:: DATA IN THIS EXERCISE ::
##############################

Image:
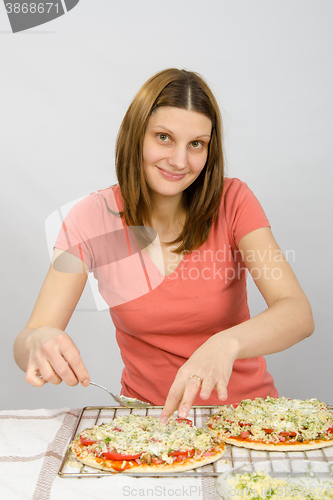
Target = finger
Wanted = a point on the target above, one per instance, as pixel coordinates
(68, 364)
(191, 390)
(221, 389)
(33, 376)
(172, 401)
(72, 355)
(48, 374)
(206, 387)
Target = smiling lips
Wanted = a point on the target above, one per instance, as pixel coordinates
(171, 176)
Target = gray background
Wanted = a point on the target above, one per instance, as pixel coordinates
(65, 87)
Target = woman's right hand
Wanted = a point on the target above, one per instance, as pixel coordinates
(53, 357)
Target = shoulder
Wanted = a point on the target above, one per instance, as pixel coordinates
(236, 193)
(104, 200)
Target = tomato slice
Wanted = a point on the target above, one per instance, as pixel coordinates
(113, 455)
(180, 455)
(186, 420)
(86, 441)
(189, 453)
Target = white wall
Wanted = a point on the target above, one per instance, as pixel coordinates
(64, 89)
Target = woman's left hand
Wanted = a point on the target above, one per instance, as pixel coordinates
(208, 368)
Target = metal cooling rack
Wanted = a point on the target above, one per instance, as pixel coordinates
(233, 457)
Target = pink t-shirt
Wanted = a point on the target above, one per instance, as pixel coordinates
(160, 321)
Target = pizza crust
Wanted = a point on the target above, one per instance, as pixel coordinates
(105, 464)
(296, 446)
(229, 414)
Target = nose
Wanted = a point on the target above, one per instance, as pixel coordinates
(178, 157)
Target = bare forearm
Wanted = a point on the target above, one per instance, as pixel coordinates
(21, 354)
(282, 325)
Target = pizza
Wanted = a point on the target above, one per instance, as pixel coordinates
(274, 424)
(133, 443)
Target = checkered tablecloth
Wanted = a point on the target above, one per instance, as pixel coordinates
(33, 443)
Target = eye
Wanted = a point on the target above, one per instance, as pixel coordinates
(163, 137)
(196, 144)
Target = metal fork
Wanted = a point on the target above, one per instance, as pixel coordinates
(123, 400)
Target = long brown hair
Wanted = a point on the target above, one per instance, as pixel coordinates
(201, 200)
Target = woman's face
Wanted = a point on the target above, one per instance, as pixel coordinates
(175, 149)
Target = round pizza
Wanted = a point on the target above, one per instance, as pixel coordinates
(274, 424)
(138, 444)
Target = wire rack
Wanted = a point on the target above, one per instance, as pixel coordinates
(233, 457)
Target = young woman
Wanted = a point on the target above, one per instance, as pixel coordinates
(177, 291)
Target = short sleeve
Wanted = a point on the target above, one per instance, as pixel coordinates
(243, 211)
(77, 230)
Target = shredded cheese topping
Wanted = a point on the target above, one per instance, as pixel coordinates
(133, 434)
(260, 486)
(274, 420)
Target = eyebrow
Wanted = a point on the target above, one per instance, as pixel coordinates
(169, 131)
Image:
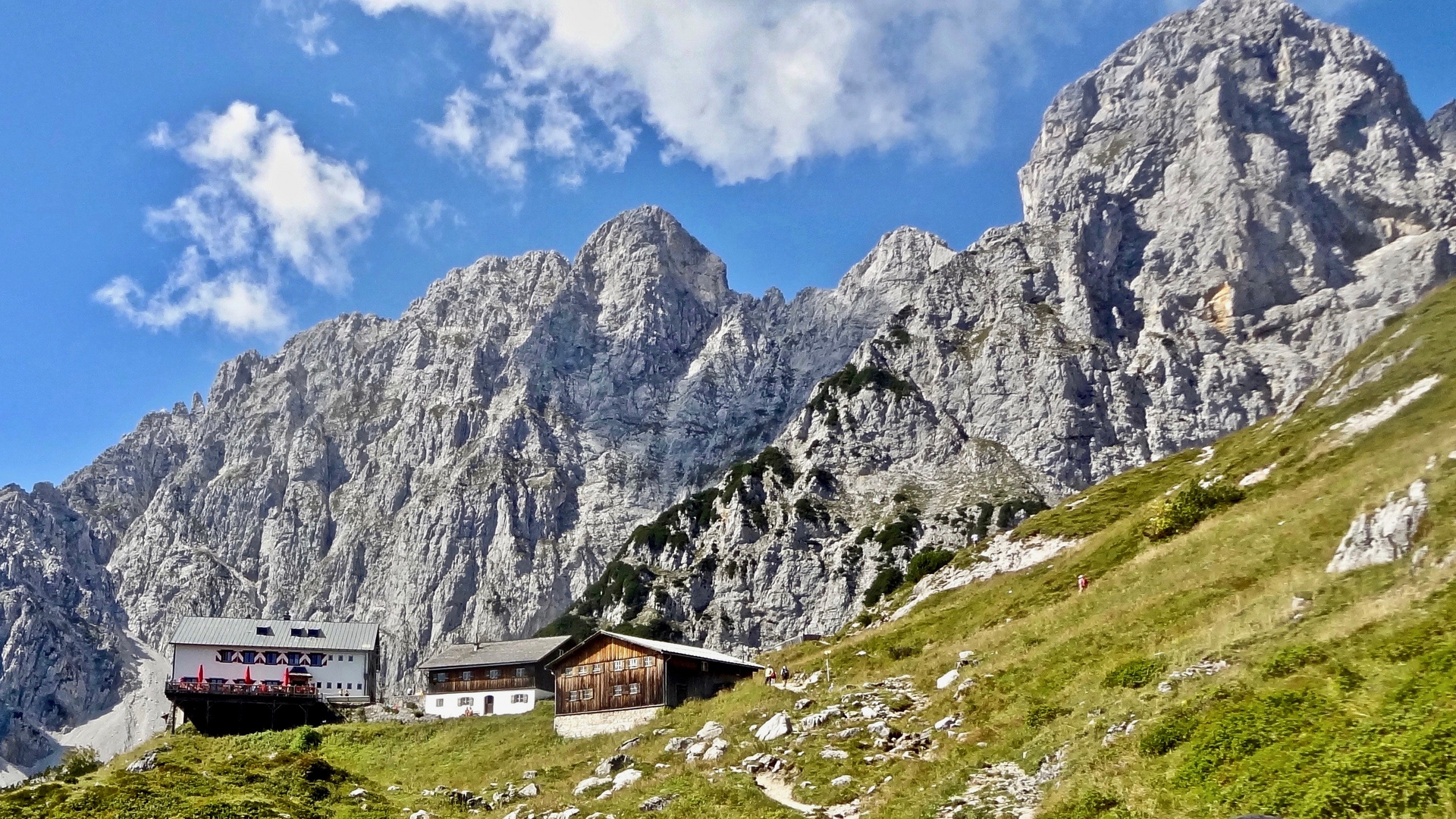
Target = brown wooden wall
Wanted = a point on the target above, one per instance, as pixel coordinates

##############################

:: TASK DETAILS ::
Reproduce every line of the data starting with the line containing "Target = eyebrow" and continuing through the end, adding 138 to each pixel coordinate in the answers and omitting the pictures.

:: ANSWER TO THE EXERCISE ::
Target = eyebrow
Wanted = a point on the target above, one per instance, as pixel coordinates
(307, 269)
Image:
Target = brown wooden wall
Wanted = a point on the target above, one per instance, as pixel coordinates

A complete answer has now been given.